Task objective
Nothing but the data, repeated exactly, belongs in the answer.

Input material

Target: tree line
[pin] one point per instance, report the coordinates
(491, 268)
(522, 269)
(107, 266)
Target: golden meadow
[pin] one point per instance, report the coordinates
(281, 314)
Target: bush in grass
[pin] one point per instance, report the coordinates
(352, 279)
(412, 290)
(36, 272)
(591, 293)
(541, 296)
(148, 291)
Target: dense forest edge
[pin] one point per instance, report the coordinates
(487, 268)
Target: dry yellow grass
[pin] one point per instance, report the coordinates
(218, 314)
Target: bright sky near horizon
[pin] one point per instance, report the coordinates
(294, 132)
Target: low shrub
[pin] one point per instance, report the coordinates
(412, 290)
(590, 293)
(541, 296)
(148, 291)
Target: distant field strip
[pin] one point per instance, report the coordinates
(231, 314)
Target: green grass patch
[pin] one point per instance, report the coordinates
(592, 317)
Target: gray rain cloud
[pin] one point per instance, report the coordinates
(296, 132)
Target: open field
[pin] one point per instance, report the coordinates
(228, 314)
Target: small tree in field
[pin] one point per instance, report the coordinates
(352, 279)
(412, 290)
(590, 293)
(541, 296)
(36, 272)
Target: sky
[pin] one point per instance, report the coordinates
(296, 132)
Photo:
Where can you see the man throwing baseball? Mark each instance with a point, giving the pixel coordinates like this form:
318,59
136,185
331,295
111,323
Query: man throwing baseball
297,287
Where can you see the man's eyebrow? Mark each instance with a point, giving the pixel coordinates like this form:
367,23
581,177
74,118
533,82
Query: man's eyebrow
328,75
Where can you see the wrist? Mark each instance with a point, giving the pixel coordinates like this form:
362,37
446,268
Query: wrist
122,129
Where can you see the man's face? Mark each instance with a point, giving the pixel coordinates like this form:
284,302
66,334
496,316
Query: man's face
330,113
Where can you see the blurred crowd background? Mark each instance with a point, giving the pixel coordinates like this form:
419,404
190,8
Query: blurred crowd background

Written answer
Target: tree line
[pin] one point per instance, report the coordinates
(491, 268)
(522, 269)
(107, 266)
Target: golden meadow
[pin] one point per instance, report the coordinates
(281, 314)
Target: bush in grass
[pin] one point per instance, report the coordinates
(352, 279)
(412, 290)
(36, 272)
(591, 293)
(541, 296)
(148, 291)
Target: dense forest edge
[pin] one point per instance, report the coordinates
(487, 268)
Target: dry yellow grass
[pin] one point per instance, report the coordinates
(218, 314)
Target: bright sky near horizon
[pin] one point per instance, report the coordinates
(294, 132)
Target: low shrub
[pin] one point per instance, report the coordinates
(412, 290)
(590, 293)
(541, 296)
(148, 291)
Target: distant field strip
[pin] one point per instance, report the coordinates
(231, 314)
Target: green grass patch
[pin] one point per instance, report the coordinates
(592, 317)
Target: gray rain cloud
[pin] one point per instance, report the coordinates
(296, 132)
Target: open field
[pin] one point per instance, report the coordinates
(228, 314)
Target: small tree in field
[pin] one point per instance, report the coordinates
(352, 279)
(412, 290)
(590, 293)
(541, 296)
(36, 272)
Target: sky
[pin] one point per instance, report the coordinates
(296, 132)
Photo:
Where can you see the man throwing baseball? Mark each instance with a point, giving the pixel coordinates like this form:
318,59
136,185
331,295
111,323
Query: man throwing baseball
297,287
Where can you see the man's eyebrow? Mark each instance with a point, giving the pixel coordinates like this form:
367,23
581,177
74,118
533,82
Query: man's eyebrow
328,75
Where can you see the wrist? Mark each instance with a point, giving the pixel coordinates like this form:
362,37
446,268
Query: wrist
122,129
Where can you see the man's face? Mark each instance with a point, giving the pixel coordinates like this form:
284,302
66,334
496,316
Query: man's face
330,113
Where can you see the blurred crowd background? Mark each instance with a point, giving the pixel coordinates like this form:
419,404
190,8
Query: blurred crowd background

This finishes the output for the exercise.